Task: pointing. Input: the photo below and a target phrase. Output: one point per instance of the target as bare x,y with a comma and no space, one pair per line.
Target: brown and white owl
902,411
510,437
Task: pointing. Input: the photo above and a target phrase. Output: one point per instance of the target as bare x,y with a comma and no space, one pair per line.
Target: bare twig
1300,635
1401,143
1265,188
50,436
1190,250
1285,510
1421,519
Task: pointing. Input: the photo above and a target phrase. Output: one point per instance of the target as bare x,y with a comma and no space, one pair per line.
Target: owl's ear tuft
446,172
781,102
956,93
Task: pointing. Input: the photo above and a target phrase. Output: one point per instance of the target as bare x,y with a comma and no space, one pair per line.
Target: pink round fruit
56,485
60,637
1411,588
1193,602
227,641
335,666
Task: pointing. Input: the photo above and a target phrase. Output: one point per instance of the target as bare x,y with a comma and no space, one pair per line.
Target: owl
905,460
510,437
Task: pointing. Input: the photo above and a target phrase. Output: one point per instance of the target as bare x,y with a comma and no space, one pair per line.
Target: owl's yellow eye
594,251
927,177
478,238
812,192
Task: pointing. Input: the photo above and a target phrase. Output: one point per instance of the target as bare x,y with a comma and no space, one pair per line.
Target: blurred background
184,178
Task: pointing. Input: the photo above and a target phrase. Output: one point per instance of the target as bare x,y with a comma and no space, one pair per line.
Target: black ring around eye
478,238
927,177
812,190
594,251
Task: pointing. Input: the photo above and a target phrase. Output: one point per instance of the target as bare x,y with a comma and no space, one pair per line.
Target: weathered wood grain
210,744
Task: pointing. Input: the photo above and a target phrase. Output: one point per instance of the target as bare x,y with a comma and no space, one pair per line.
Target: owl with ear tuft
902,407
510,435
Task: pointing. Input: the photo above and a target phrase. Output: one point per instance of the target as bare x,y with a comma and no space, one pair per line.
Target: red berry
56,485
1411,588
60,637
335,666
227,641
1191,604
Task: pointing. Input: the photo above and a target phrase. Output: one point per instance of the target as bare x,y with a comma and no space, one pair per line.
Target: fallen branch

Task brief:
The whole of the data is to be copied out word for word.

Output for this exercise:
Task: pointing. Input: the photo below and a target phrase. Output: one point per instance of the target as bare x,y with a comma and no space, one pair per line.
Target: brown and white owl
902,411
510,437
Task: pointing. Input: the photo above and a target phrase. Output: one point per instance of the target as bare x,y with a comma and no space, one pair per line.
Target: bare twig
1300,635
1401,143
1265,188
50,436
1190,250
1285,510
1421,519
Task: pointing. Input: the photo above and a target phrase. Output: one point per instance of the target as bare x,y with a comma and no space, one pair per line.
Target: owl's ear tuft
446,172
781,102
956,93
Task: pointing. Input: the photo above and a target phrase. Output: one point per instance of the target as bare x,y with a comma and no space, one pair per line.
Target: pink round fruit
56,485
60,637
1411,588
1193,602
227,641
335,666
Task: pointing. Input: the photo above and a target phrase. Output: one point per instance of the target as bare x,y with a comma and no space, one pair per line.
Target: owl
905,460
510,437
Task: pointing. Input: the photo above and a target phrase. Output: one point per instance of the target as bare x,y with a comma and no space, one pair per line.
Target: owl's yellow eye
594,251
927,177
478,238
812,192
Task: pointing. Input: the photo above and a target phrase. Output: one point per instance of the target as bare x,y with a comma and no space, one pair per line.
Target: blurred background
184,178
Task: pointing. Input: the photo above and a target phrase. Output: one point per instance of the target as bare x,y with a comma and no space, one pair per line.
Target: black ring around eye
478,238
927,177
812,190
594,251
Task: pointing. Input: the photo above and a target phrase. Output: one point per instance of the target as bare x,y with a comma and no space, one pair per line.
Target: weathered wood grain
210,744
Task: pointing. Input: the photo above and a target phrase. Output: one point per instance of the target as bare x,y with a comma and no space, one pair per line.
Target: owl with ear tuft
902,407
510,435
Task: pointing. Input: the photo above and a target phrase. Output: one point per instance of the target as bare x,y with a comma and no space, one pair per line.
Target: red berry
56,485
1411,588
60,637
335,666
227,641
1191,604
Task: pointing. Input: the photo above and a target phrase. Output: one point per instance of the target as bare x,y with a comma and no space, one pair per line.
Target: fallen branch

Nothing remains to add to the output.